Requirement: Write the records out again. Match them exactly.

Source material:
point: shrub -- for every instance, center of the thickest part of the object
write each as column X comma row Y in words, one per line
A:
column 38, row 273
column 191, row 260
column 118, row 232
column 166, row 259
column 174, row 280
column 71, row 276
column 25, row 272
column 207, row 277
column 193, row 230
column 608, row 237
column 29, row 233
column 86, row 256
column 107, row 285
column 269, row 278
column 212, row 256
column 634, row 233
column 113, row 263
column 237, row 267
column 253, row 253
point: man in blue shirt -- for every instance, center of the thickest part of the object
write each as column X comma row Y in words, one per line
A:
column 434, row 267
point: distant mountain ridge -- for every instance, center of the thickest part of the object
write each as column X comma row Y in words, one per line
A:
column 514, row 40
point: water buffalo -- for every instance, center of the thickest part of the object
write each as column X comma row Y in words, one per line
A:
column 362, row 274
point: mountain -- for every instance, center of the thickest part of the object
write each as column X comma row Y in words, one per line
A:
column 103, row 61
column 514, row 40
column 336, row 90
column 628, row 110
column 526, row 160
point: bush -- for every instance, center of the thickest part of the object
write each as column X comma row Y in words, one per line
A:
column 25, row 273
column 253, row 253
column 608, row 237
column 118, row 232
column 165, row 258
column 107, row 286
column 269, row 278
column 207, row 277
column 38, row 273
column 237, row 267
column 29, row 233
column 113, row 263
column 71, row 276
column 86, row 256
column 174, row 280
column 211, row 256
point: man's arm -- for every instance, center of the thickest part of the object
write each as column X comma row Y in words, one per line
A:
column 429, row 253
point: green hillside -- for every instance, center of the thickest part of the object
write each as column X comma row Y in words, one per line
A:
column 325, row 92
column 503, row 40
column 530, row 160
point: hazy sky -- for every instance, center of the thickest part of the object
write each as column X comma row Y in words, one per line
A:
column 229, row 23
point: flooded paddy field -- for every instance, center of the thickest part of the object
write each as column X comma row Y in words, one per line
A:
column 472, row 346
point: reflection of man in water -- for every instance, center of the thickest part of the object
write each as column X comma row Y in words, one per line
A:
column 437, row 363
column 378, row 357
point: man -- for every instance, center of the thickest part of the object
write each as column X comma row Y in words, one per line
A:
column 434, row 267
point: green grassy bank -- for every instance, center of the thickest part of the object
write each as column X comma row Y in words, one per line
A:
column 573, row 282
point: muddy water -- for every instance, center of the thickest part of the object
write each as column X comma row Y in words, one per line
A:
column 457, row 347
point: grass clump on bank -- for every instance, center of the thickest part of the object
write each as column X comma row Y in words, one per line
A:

Result of this exercise:
point: shrub -- for every instance, center of the thickest part of the object
write each as column X comma row Y in words, one per line
A:
column 38, row 273
column 191, row 260
column 118, row 232
column 166, row 259
column 174, row 280
column 71, row 276
column 25, row 272
column 207, row 277
column 193, row 230
column 608, row 237
column 29, row 233
column 86, row 256
column 107, row 285
column 269, row 278
column 212, row 256
column 634, row 233
column 113, row 263
column 237, row 267
column 253, row 253
point: man in blue shirt -- for every instance, center of the thickest part of the object
write each as column X comma row Y in words, one per line
A:
column 434, row 267
point: distant mountain ridge -- for every instance, center of the thickest part of the object
write each as column X comma row Y in words, one per line
A:
column 514, row 40
point: water buffalo -- for every instance, center of the thickest part of the object
write each as column X comma row Y in words, one per line
A:
column 362, row 274
point: mountain -- for every instance, center of the thickest part of the object
write each as column X comma row Y in words, one per line
A:
column 103, row 61
column 514, row 40
column 336, row 90
column 628, row 110
column 526, row 160
point: bush -- for every instance, center of the thickest part of the object
write each as column X comma row Y in words, one per line
A:
column 25, row 273
column 253, row 253
column 608, row 237
column 118, row 232
column 165, row 258
column 107, row 286
column 269, row 278
column 207, row 277
column 38, row 273
column 237, row 267
column 29, row 233
column 113, row 263
column 71, row 276
column 86, row 256
column 174, row 280
column 211, row 256
point: man's arm -- for every instance, center of the thickest part of the object
write each as column X comma row Y in words, one per line
A:
column 429, row 253
point: green hillside -- for every instance, center of the thickest part of the object
write each as column X comma row Y in words, one per line
A:
column 325, row 92
column 503, row 40
column 530, row 160
point: hazy sky -- for every instance, center of the thickest part of the object
write each as column X comma row Y in words, one per line
A:
column 229, row 23
point: flooded paddy field -- for every instance, center of the thickest part of the object
write each as column X comma row Y in words, one per line
A:
column 472, row 346
point: reflection of man in water -- for every instance, center of the thickest part of the object
write each as column X comma row Y in words, one per line
A:
column 437, row 363
column 378, row 357
point: man -- for every instance, center of the thickest part of the object
write each as column X comma row Y in words, one per line
A:
column 434, row 267
point: green grassy bank -- for every instance, center of the thickest part of the object
write each as column X comma row Y in words, one per line
A:
column 573, row 282
point: muddy water -- for every instance, center of the thickest part of the object
write each as column X comma row Y in words, one per line
A:
column 457, row 347
point: grass clump on bank -- for every instance, center of the thickest part of the object
write each as column X comma row Y in words, one per line
A:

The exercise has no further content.